▸ **Selected text**

________________________________________

All of this is a classic case of Washington fiddling while Baghdad
burns.
"Redeploy,"
according to my dictionary means to "move (military forces) from
one combat zone to another." That may turn out to be all too correct,
if redeployment, or "a
responsible redeployment outside of Iraq," or even (gulp) "phased
redeployment" turns out to be the order of the day. Redeploying
to, say, various Gulf statelets and Kuwait, we may indeed take our
combat zones with us, as we did in the early 1990s when, in the
wake of Gulf War I, American troops were plunked down in sizeable
numbers in Saudi Arabia. (Does the missing-in-action name Osama
bin Laden come to anyone's mind?)
Don't confuse
any of this, as often happens in the press, with an "exit strategy."

________________________________________

▸ **Data shown**

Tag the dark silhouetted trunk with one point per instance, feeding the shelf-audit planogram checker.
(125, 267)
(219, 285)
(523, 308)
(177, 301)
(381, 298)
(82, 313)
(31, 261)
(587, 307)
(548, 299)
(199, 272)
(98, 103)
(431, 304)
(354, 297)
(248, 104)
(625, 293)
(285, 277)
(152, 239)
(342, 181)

________________________________________

▸ **The tasks**
(a) Condense the paragraph of the redeployment excerpt that begins with "Redeploy," into two or three sentences, keeping its main facts.
(b) In the redeployment excerpt, rename "Kuwait" as "Bahrain" and write out the passage that begins at the words "according to my" and stops after "to anyone's mind?)".
These items come from a different source than the text.

▸ **Answers to the tasks**
(a) A dictionary defines "redeploy" as moving military forces from one combat zone to another, which may prove all too accurate if redeployment in any of its phrasings becomes policy. Troops moved to Gulf statelets and Kuwait could carry combat zones with them. That happened in the early 1990s, after Gulf War I, when sizeable numbers of American troops were placed in Saudi Arabia, and the paragraph raises the name of Osama bin Laden in that connection.

(b)
according to my dictionary means to "move (military forces) from
one combat zone to another." That may turn out to be all too correct,
if redeployment, or "a
responsible redeployment outside of Iraq," or even (gulp) "phased
redeployment" turns out to be the order of the day. Redeploying
to, say, various Gulf statelets and Bahrain, we may indeed take our
combat zones with us, as we did in the early 1990s when, in the
wake of Gulf War I, American troops were plunked down in sizeable
numbers in Saudi Arabia. (Does the missing-in-action name Osama
bin Laden come to anyone's mind?)